EXERCISE
Copy out the rows below verbatim, starting with the line that contains "Locate every instance of the flower" and continuing through the final row, including both of those lines.
————————
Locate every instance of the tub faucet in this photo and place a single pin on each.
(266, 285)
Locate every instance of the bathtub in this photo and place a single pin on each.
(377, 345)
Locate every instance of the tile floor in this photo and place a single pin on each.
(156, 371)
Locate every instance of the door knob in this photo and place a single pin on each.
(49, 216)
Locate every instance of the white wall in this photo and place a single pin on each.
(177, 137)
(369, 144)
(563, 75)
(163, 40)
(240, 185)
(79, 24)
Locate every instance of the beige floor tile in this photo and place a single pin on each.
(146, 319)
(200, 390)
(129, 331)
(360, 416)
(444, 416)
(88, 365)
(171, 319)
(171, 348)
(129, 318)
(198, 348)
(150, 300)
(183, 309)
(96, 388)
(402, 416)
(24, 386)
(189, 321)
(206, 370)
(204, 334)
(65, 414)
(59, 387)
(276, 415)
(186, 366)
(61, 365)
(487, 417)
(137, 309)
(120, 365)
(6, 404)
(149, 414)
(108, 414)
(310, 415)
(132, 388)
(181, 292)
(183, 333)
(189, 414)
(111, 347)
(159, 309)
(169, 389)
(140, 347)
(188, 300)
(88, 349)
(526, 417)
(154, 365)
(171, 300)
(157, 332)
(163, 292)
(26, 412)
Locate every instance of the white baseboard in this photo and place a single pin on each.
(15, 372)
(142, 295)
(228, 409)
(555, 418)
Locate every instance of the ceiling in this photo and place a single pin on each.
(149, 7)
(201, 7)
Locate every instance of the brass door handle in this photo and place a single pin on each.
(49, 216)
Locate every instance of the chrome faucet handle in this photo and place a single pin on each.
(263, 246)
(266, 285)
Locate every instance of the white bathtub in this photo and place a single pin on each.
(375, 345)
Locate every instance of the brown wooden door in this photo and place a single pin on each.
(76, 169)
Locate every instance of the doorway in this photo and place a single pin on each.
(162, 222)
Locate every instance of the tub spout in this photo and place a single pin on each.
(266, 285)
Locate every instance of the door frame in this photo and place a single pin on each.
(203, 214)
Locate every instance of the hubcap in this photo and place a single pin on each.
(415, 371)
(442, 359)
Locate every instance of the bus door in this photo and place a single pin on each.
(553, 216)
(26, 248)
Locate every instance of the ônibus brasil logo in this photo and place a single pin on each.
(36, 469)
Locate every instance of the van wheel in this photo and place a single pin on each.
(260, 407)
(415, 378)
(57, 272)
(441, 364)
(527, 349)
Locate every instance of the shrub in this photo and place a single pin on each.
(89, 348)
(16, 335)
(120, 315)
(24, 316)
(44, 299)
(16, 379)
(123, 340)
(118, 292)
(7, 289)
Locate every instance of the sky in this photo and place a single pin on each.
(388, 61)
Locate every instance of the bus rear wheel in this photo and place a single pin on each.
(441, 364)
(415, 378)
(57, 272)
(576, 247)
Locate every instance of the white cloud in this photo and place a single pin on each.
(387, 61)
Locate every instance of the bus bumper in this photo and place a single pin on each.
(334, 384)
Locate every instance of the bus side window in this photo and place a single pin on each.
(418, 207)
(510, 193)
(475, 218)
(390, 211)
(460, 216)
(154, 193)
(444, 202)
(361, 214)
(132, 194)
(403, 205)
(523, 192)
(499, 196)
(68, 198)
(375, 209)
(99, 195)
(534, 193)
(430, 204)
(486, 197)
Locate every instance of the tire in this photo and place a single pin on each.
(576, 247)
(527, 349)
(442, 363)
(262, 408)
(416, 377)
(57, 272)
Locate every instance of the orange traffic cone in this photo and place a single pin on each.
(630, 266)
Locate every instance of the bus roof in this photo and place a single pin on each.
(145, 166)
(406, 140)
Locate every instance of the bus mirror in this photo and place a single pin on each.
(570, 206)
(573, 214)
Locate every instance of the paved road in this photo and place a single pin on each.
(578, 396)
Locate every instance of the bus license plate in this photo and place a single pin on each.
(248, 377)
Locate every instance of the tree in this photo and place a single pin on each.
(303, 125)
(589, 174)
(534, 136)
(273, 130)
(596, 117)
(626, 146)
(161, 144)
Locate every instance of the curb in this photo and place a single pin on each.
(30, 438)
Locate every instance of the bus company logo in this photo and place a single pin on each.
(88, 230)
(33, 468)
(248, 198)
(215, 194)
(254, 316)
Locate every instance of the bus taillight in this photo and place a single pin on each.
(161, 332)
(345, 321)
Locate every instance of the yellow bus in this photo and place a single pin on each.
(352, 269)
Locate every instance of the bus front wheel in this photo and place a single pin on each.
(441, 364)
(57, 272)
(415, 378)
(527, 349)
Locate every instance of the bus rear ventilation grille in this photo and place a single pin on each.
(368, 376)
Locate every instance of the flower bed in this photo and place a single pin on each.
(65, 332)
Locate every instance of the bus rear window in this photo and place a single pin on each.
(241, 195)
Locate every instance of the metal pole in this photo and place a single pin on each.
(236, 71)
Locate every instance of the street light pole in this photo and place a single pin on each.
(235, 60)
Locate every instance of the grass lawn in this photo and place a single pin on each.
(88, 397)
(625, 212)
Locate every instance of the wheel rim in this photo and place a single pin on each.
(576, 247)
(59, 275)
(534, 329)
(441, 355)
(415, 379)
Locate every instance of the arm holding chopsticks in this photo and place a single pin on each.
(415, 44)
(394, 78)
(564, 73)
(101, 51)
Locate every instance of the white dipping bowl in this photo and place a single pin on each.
————————
SOLUTION FOR THIS TASK
Locate every instance of the flower bed in this photo and place a single pin on each.
(65, 332)
Locate every instance of the bus rear window in this photo and place a single pin on each.
(241, 195)
Locate every instance of the metal pole in this photo and place a single pin on each.
(236, 71)
Locate every instance of the street light pole in this photo and place a single pin on each.
(235, 60)
Locate every instance of the grass lawn in this photo and place a single pin on each.
(88, 397)
(625, 212)
Locate every instance of the wheel rim in this photo and place a single pin on each.
(576, 247)
(59, 275)
(534, 329)
(441, 355)
(415, 379)
Locate every instance of the arm holding chopsticks in this photo and place a single pin on each.
(415, 44)
(394, 78)
(564, 73)
(101, 51)
Locate every instance of the white dipping bowl in this photo and place a single pin on each.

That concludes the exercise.